** begin Provided entries **
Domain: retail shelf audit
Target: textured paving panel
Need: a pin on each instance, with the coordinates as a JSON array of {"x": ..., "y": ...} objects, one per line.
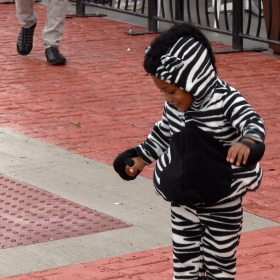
[{"x": 29, "y": 215}]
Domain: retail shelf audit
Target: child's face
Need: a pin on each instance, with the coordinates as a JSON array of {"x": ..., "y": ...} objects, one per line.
[{"x": 179, "y": 98}]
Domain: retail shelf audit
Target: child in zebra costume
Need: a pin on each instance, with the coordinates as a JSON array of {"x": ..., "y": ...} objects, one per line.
[{"x": 207, "y": 145}]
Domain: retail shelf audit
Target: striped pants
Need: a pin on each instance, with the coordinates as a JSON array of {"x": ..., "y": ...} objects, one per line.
[{"x": 205, "y": 240}]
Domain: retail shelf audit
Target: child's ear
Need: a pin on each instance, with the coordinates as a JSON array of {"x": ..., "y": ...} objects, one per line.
[{"x": 124, "y": 159}]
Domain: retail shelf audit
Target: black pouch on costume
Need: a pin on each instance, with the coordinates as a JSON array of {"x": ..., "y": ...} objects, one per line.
[{"x": 198, "y": 172}]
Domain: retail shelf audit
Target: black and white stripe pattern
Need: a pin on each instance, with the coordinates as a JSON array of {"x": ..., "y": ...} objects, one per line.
[
  {"x": 205, "y": 240},
  {"x": 217, "y": 109}
]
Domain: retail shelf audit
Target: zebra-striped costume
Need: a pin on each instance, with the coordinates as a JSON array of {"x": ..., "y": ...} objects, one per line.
[{"x": 205, "y": 237}]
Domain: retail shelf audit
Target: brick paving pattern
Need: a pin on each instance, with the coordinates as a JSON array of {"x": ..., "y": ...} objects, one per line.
[{"x": 102, "y": 102}]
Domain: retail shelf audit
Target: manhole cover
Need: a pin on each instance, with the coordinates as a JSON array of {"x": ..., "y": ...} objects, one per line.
[{"x": 29, "y": 215}]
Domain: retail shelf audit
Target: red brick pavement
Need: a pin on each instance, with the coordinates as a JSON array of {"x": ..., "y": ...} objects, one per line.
[{"x": 102, "y": 102}]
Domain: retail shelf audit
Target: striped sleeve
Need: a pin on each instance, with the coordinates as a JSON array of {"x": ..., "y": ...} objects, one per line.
[
  {"x": 243, "y": 117},
  {"x": 157, "y": 141}
]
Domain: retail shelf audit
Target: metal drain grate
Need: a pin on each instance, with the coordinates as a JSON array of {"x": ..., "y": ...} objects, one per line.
[{"x": 29, "y": 215}]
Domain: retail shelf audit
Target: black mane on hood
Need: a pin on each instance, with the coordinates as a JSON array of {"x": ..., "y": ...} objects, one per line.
[{"x": 167, "y": 39}]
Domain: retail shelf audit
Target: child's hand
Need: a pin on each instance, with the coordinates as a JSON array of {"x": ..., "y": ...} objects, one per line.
[
  {"x": 139, "y": 165},
  {"x": 239, "y": 153}
]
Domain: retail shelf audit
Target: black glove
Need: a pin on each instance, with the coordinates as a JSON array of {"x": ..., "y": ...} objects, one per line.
[
  {"x": 256, "y": 152},
  {"x": 124, "y": 159}
]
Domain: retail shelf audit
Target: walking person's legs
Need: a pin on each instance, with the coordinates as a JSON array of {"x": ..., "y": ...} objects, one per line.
[
  {"x": 53, "y": 31},
  {"x": 27, "y": 19}
]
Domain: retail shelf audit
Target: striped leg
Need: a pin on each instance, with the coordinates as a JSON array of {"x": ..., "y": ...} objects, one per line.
[{"x": 206, "y": 239}]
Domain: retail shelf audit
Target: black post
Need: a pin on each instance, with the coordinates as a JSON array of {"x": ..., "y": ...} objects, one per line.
[
  {"x": 80, "y": 9},
  {"x": 152, "y": 13},
  {"x": 237, "y": 25}
]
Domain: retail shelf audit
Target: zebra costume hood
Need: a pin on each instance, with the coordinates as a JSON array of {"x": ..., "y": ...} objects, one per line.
[{"x": 187, "y": 65}]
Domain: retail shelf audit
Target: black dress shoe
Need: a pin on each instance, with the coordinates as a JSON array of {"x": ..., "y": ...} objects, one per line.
[{"x": 25, "y": 40}]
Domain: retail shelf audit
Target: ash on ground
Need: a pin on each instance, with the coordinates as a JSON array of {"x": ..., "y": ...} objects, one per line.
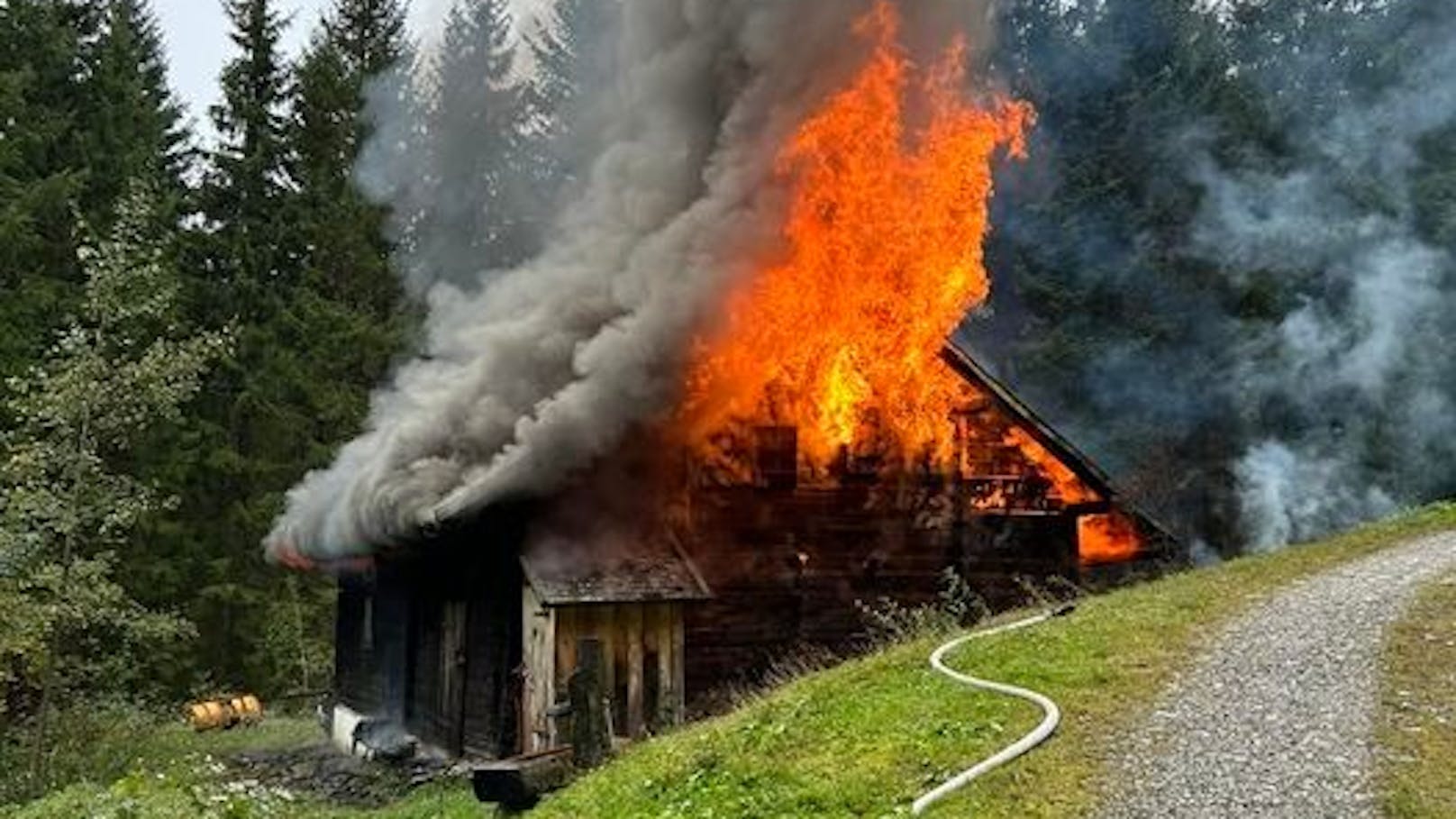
[{"x": 326, "y": 774}]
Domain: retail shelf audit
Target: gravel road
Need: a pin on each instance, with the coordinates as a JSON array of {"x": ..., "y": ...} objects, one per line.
[{"x": 1276, "y": 720}]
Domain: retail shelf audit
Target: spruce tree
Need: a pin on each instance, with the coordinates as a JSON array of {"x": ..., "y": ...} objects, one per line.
[
  {"x": 345, "y": 250},
  {"x": 41, "y": 174},
  {"x": 477, "y": 125},
  {"x": 132, "y": 123},
  {"x": 569, "y": 51},
  {"x": 246, "y": 191}
]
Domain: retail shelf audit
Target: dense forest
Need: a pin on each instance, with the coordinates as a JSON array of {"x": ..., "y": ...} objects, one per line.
[{"x": 191, "y": 323}]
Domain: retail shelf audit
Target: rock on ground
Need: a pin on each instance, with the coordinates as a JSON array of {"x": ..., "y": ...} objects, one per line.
[{"x": 1278, "y": 719}]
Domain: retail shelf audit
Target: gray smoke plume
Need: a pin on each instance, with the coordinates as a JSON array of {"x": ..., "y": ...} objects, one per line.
[{"x": 531, "y": 373}]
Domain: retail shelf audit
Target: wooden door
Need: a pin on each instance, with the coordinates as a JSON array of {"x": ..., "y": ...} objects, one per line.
[{"x": 451, "y": 675}]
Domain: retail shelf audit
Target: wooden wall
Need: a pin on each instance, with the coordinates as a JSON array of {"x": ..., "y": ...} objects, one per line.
[
  {"x": 787, "y": 567},
  {"x": 642, "y": 644}
]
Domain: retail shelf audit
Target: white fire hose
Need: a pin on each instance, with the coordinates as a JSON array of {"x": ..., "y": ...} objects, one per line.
[{"x": 1037, "y": 736}]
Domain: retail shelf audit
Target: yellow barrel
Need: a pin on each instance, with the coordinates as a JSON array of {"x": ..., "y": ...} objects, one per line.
[{"x": 226, "y": 713}]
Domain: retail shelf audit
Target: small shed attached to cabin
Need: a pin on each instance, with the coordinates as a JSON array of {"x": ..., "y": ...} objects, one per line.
[{"x": 626, "y": 595}]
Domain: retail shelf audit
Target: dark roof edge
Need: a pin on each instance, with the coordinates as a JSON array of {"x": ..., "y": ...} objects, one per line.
[{"x": 1075, "y": 460}]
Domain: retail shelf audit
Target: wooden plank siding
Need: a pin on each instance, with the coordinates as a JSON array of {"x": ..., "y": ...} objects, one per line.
[{"x": 787, "y": 569}]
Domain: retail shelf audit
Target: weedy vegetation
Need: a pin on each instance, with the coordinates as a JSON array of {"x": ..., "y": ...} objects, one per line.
[{"x": 1417, "y": 726}]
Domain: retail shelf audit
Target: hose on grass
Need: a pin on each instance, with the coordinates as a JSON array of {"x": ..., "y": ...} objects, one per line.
[{"x": 1051, "y": 715}]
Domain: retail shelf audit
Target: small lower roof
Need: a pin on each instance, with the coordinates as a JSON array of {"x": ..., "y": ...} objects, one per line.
[{"x": 567, "y": 570}]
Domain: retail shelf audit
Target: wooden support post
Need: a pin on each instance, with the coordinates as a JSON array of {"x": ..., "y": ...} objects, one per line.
[
  {"x": 678, "y": 669},
  {"x": 637, "y": 726},
  {"x": 667, "y": 694},
  {"x": 590, "y": 736}
]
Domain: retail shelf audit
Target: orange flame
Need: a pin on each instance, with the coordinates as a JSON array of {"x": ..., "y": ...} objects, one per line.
[
  {"x": 1106, "y": 538},
  {"x": 842, "y": 337}
]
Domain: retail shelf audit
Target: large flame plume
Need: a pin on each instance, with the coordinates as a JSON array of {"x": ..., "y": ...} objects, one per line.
[{"x": 842, "y": 335}]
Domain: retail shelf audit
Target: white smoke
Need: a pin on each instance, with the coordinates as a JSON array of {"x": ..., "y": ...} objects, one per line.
[
  {"x": 1365, "y": 347},
  {"x": 531, "y": 373}
]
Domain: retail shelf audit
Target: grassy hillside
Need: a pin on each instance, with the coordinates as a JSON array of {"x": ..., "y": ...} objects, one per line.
[
  {"x": 860, "y": 739},
  {"x": 1417, "y": 724},
  {"x": 868, "y": 736}
]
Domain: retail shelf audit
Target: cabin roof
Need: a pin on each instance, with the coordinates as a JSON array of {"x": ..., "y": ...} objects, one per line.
[
  {"x": 567, "y": 570},
  {"x": 1070, "y": 457}
]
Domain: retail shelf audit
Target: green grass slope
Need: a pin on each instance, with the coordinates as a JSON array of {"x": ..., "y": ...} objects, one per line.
[
  {"x": 1417, "y": 723},
  {"x": 864, "y": 739},
  {"x": 860, "y": 739}
]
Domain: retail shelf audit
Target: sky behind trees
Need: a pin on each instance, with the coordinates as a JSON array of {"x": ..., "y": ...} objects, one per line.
[{"x": 196, "y": 41}]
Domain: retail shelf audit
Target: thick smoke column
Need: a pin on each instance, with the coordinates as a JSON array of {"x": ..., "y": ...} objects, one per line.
[{"x": 531, "y": 373}]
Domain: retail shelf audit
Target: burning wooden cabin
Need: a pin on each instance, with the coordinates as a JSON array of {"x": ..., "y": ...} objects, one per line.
[
  {"x": 468, "y": 639},
  {"x": 822, "y": 453}
]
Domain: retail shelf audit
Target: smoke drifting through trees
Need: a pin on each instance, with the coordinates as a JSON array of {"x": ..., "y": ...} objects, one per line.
[
  {"x": 532, "y": 372},
  {"x": 1248, "y": 306}
]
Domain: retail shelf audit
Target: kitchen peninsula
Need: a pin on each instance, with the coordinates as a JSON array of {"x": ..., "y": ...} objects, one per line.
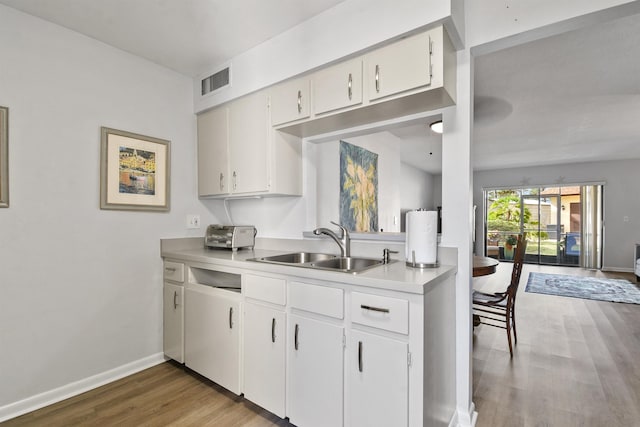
** end Provided entries **
▶ **Exercise details**: Extract every line from the rows above that contains the word "ground". Case counts, so only lines with a matching case qualify.

▶ **The completed task**:
Target: ash on ground
Target: rock on ground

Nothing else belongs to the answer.